## Set task:
Using the passage about Theo by the sea below, decide whether each statement agrees with it: (a) The mice were held sacred because they belonged to the retinue of the goddess of death. (b) Government offices stayed open on the day of the mouse cremation. (c) Theo named his large canvas The Silver Sea. Answer yes or no for each, quoting the words from the passage that settle it.

## Given passage:
Two weeks after he settled in, a native approached him with a request to please paint mice on this white cloth-the cloth being intended for a small cremation tower. He couldn’t imagine what it was all about, but he would learn shortly.

The beach in front of his house was a traditional location for ceremonies of this sort. Arrangements were planned for a ritual cremation of mice. These creatures, Theo learned, were part of the retinue of the goddess of death and thus considered sacred. When mice became too numerous and started eating the rice, the peasants had no compunction about killing them, provided they cremated the remains. The day the cremation took place even the government offices were closed. The ceremony ended with the performance of plays with masked actors and general merriment. Theo was discovering life as he never imagined possible.

Facing the sea, Theo would sit with his easel before him, delighted there was so much to paint. He didn’t need to search. Subject matter passed before his very eyes: a woman loaded with empty coconut shells in a basket upon her head, while in contrast a junk with its sails set made its way to an island opposite him. He began working on a large canvas which he called Segara Rims-The Golden Sea. “It sounds like a melody,” he wrote in his journal about the painting. “The colors! If you live long by the seaside here, you see colors as a picture.”

Raw records
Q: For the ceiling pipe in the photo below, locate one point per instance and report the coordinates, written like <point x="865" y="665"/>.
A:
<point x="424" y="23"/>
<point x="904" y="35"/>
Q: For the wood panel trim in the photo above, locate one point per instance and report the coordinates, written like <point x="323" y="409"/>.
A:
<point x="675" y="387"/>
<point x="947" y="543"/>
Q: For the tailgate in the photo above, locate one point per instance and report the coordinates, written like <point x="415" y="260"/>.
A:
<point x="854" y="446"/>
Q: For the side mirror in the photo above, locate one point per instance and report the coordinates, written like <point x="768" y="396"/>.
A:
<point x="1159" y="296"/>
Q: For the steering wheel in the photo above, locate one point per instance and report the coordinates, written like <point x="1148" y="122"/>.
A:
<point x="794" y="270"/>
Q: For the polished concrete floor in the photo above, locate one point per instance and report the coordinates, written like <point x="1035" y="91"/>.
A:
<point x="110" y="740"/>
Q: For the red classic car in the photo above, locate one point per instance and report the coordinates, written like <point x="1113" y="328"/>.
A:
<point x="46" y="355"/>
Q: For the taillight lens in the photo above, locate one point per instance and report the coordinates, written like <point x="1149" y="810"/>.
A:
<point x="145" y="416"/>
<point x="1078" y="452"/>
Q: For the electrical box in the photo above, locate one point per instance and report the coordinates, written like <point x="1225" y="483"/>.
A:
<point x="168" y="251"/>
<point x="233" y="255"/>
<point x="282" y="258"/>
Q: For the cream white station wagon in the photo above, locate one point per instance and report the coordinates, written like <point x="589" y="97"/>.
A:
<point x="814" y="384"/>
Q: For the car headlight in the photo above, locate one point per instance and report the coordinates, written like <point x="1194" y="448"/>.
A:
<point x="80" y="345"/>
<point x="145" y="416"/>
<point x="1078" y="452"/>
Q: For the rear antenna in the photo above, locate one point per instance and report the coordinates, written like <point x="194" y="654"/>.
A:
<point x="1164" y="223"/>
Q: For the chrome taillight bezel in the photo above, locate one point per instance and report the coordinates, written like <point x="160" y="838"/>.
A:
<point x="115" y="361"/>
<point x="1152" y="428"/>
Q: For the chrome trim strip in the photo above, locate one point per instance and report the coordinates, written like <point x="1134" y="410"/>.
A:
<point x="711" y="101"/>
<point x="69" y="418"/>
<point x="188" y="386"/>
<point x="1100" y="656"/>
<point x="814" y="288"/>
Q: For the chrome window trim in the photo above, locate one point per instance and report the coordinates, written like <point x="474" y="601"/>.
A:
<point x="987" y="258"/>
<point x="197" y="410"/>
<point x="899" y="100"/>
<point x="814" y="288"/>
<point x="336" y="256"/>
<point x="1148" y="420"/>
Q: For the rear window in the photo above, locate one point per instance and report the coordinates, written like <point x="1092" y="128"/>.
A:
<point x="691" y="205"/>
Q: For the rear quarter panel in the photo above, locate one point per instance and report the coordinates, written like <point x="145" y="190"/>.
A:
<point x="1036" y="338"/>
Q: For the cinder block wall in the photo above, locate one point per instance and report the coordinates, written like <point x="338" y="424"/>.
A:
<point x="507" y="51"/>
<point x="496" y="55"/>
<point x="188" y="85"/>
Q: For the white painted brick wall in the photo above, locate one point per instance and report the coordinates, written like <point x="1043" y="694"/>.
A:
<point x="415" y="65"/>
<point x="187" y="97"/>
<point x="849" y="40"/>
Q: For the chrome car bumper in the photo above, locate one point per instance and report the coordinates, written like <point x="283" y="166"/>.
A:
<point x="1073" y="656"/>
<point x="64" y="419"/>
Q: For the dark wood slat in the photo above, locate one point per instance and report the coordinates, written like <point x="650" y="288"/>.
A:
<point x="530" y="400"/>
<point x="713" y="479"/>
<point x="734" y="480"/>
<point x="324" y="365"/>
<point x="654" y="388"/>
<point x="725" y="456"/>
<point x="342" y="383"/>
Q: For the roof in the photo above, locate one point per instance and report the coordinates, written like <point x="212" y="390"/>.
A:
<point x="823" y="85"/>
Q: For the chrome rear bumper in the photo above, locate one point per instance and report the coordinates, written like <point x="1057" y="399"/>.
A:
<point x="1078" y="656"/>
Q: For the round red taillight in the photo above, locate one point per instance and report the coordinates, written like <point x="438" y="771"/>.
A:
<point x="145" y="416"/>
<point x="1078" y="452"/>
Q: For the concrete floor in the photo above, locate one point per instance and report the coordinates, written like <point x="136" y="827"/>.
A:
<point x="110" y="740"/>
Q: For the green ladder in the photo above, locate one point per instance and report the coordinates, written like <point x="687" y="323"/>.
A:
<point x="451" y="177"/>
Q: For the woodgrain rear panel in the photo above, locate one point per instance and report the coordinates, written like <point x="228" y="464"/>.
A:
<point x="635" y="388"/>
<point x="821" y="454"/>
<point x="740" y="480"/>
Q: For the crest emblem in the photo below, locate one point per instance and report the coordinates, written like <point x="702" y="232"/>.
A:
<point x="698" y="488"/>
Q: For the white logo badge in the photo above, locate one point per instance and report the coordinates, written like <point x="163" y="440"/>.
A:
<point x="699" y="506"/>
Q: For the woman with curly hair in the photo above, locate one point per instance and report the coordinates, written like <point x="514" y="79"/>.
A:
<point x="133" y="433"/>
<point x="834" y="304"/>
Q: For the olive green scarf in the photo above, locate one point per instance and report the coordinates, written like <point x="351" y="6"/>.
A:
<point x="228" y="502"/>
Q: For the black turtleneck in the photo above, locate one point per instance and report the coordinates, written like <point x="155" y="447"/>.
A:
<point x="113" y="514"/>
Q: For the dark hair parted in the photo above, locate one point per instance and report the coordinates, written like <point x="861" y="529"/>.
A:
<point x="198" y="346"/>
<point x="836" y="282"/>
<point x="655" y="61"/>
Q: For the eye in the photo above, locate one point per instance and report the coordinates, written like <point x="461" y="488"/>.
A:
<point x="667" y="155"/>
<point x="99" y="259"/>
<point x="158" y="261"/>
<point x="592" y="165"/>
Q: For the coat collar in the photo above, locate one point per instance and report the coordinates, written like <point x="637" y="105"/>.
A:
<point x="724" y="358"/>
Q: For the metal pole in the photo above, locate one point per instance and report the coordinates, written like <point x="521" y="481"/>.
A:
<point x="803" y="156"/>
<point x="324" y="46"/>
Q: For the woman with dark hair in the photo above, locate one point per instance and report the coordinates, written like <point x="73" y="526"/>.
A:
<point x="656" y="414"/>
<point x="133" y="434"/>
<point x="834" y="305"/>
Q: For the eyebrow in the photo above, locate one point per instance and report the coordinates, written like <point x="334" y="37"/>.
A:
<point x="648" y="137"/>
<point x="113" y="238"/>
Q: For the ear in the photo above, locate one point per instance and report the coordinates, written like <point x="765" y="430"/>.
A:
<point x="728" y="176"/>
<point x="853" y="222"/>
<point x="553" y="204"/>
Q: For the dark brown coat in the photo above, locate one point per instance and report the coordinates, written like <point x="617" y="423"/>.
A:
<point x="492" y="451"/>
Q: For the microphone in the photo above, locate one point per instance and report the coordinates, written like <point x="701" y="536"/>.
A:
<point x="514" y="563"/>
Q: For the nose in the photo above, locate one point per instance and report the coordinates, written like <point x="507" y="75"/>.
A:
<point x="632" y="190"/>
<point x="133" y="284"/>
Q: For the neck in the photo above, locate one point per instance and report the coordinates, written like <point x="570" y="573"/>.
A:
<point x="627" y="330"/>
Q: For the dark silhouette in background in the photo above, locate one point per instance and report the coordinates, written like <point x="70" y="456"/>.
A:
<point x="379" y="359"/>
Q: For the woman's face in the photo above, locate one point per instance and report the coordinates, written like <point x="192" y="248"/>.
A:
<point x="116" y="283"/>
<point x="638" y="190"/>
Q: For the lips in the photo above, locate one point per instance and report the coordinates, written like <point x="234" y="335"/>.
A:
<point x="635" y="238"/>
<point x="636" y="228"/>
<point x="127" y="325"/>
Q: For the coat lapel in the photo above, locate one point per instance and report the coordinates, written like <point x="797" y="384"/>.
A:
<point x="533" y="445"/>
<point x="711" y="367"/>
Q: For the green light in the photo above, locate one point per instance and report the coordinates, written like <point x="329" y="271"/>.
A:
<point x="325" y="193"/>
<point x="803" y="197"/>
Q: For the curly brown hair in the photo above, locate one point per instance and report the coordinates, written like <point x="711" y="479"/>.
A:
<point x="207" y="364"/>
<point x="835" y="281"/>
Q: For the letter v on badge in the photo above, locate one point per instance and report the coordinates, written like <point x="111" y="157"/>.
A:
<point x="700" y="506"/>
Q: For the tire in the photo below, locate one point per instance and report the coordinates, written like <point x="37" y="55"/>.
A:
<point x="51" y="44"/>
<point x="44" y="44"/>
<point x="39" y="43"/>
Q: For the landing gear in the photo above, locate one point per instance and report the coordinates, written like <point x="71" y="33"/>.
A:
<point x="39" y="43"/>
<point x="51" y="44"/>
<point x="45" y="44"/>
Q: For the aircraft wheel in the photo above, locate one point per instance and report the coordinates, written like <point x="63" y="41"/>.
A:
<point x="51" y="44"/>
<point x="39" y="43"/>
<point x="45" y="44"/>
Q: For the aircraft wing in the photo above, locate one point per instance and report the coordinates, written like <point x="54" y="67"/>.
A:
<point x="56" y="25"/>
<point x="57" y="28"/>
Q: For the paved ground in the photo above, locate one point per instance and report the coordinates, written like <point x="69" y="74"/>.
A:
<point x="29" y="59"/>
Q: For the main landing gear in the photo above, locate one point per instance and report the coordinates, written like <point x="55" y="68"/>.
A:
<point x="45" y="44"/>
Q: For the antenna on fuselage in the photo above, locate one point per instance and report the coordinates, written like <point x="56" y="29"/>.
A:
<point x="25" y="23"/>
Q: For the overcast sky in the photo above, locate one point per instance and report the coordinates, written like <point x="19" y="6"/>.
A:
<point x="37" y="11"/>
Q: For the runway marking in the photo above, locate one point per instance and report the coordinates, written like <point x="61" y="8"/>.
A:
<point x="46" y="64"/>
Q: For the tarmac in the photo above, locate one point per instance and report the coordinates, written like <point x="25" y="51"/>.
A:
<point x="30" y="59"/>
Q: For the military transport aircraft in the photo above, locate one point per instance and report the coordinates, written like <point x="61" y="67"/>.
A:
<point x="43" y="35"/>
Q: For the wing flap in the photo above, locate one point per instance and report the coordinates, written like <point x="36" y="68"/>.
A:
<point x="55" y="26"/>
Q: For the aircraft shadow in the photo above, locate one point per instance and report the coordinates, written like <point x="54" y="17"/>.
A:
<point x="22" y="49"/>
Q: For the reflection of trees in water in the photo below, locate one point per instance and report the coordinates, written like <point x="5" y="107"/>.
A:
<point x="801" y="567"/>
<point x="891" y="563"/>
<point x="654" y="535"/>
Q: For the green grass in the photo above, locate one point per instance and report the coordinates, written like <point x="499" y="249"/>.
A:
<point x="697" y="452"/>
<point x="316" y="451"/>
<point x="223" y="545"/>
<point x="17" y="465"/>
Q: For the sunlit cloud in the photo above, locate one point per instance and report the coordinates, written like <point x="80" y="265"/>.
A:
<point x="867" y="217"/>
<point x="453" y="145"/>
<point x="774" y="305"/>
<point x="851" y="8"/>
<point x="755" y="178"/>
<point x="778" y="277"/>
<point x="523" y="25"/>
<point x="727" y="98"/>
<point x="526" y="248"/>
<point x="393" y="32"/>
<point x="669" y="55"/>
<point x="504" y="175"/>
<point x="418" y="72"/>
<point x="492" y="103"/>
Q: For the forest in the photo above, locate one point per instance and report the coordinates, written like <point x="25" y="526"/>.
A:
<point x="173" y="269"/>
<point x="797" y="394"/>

## Task output:
(a) Yes: "These creatures, Theo learned, were part of the retinue of the goddess of death and thus considered sacred."
(b) No: "The day the cremation took place even the government offices were closed."
(c) No: "He began working on a large canvas which he called Segara Rims-The Golden Sea."